Consigna » Transcribe sin cambios el fragmento del texto sobre historia de la ciencia que se abre con las palabras que contienen "En México, en" y se cierra con "de 30 años.".

Bloque de texto »
□ □ □ □ □

Antes Napoleón había dado muestras de su interés por la ciencia y la técnica. En 1796, como comandante del Ejército francés en Italia y 50 mil soldados a su cargo, se hizo acompañar de la Comisión del Gobierno para Buscar Objetos de Ciencia y Arte en los Países Conquistados por los Ejércitos de la República.

Cuando en 1798 se inició la campaña para colonizar Egipto, además de pedir que se le tratara como “General en jefe y miembro del Instituto”, embarcó junto con el ejército a 151 científicos e ingenieros.

Así, Francia tomó la delantera en el desarrollo industrial gracias al decidido apoyo del Estado, pues hasta entonces, los científicos e inventores, en general, financiaban sus investigaciones con sus propios medios.

Sin embargo, explica Sánchez Ron, la ciencia francesa se fue retrasando con respecto a la alemana durante el siglo XIX. Una explicación posible es el escaso papel que desempeñaba la investigación en las universidades, además del intenso centralismo francés que concentraba todo en París y su modelo jerárquico de enseñanza.

En contraste, Alemania tiene el ejemplo de Justus Von Liebig, que en la pequeña universidad de Giesse, además de sus logros científicos en química orgánica, fue el creador de una innovación educativa al adjudicar temas de investigación a sus alumnos que ya tenía una formación básica. Combinar enseñanza e investigación es un modelo que hasta la fecha rinde grandes frutos.

Puros, cigarrillos y rapé

En México, en 1821, la economía nacional estaba destruida casi por completo, pero había un gran optimismo por el estreno de la independencia. “En cuanto al aparato científico”, explica Elías Trabulse en Historia de la Ciencia en México, “la situación es la misma, lo encontramos prácticamente desmantelado: las instituciones han quedado acéfalas en muchos casos; peninsulares de valía han tenido que abandonar el país; la desorientación académica después de 300 años de tutelaje es muy grande; la incertidumbre y la violencia no han dejado resquicio para el estudio”. Empezar a salir de ese agujero costaría cerca de 30 años.

Juan Nepomuceno Adorno nació en la Ciudad de México en 1807 y creció en las proximidades de Izúcar de Matamoros; fue orgullosamente autodidacta, pero dejó constancia de que sus intereses filosóficos, científicos y artísticos no eran fantasías: “Independientemente de mis opiniones, no cultivé éstas en las universidades, pero las procuraba rectificar siempre en la naturaleza”.

Por algún tiempo, se consideró la de Adorno una trágica historia de talento y fracaso, pero Omar Sánchez, en su tesis de maestría Los engranajes mecánicos de la República Mexicana, muestra que la historia es más compleja e interesante.

□ □ □ □ □

Registros enumerados »
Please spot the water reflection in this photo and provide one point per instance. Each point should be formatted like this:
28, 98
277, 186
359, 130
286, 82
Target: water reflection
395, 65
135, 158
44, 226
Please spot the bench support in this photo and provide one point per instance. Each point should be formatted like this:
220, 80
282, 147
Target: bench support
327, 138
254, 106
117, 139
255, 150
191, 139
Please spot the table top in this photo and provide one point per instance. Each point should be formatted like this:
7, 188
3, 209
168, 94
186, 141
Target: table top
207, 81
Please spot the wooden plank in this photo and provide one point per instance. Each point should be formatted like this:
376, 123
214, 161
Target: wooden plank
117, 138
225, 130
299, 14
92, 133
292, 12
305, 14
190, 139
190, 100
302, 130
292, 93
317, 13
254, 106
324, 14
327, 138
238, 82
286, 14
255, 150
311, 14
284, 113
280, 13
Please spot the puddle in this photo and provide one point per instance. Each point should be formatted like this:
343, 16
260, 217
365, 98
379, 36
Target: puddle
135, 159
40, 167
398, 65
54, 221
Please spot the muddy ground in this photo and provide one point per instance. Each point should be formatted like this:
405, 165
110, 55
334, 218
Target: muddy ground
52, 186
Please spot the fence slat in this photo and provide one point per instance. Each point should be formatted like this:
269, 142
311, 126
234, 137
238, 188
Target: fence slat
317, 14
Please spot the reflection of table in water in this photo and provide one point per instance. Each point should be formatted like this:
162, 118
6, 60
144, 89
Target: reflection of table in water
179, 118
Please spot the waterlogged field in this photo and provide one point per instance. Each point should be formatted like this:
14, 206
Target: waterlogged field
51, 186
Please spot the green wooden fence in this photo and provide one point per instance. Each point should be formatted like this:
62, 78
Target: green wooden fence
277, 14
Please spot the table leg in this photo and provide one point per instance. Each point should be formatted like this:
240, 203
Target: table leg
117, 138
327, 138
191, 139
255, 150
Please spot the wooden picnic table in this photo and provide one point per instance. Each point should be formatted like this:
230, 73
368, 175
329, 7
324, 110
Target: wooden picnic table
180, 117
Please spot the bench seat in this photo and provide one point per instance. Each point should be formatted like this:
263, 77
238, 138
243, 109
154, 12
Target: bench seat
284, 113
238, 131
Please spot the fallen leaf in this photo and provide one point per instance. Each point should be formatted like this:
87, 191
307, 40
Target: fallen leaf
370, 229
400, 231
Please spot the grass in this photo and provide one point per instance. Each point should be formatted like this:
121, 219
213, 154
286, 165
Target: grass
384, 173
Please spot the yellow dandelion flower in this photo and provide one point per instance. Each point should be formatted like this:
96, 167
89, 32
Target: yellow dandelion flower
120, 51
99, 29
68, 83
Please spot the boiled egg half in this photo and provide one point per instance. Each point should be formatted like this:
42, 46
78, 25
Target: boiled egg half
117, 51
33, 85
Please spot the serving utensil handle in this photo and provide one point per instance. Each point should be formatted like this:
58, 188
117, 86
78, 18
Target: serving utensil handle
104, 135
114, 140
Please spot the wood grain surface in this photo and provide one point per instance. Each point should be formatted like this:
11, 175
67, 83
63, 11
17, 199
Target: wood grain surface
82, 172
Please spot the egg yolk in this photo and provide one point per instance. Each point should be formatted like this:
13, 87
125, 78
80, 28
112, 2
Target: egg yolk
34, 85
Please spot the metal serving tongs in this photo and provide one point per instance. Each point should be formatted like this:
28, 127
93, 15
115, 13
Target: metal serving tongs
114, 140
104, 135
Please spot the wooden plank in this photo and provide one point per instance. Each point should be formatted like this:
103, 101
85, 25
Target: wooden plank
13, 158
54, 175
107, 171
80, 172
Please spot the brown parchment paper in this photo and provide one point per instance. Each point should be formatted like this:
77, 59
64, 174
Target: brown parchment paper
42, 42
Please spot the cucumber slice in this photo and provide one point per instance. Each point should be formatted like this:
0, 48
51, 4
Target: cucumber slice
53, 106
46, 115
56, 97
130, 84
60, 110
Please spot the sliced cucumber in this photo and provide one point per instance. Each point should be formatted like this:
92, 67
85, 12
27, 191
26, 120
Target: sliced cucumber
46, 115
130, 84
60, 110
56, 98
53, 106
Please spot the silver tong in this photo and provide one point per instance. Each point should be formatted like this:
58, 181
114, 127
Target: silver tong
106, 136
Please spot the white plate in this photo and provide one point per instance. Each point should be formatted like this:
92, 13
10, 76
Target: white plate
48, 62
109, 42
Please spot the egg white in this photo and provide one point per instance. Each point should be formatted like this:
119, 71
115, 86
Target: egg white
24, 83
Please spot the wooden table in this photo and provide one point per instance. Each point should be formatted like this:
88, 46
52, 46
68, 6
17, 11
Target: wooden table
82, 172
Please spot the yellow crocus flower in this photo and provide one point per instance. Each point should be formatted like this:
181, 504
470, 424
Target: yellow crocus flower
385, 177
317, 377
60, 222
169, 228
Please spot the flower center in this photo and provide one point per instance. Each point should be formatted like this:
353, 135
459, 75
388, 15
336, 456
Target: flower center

□ □ □ □ □

Respuesta a continuación »
En México, en 1821, la economía nacional estaba destruida casi por completo, pero había un gran optimismo por el estreno de la independencia. “En cuanto al aparato científico”, explica Elías Trabulse en Historia de la Ciencia en México, “la situación es la misma, lo encontramos prácticamente desmantelado: las instituciones han quedado acéfalas en muchos casos; peninsulares de valía han tenido que abandonar el país; la desorientación académica después de 300 años de tutelaje es muy grande; la incertidumbre y la violencia no han dejado resquicio para el estudio”. Empezar a salir de ese agujero costaría cerca de 30 años.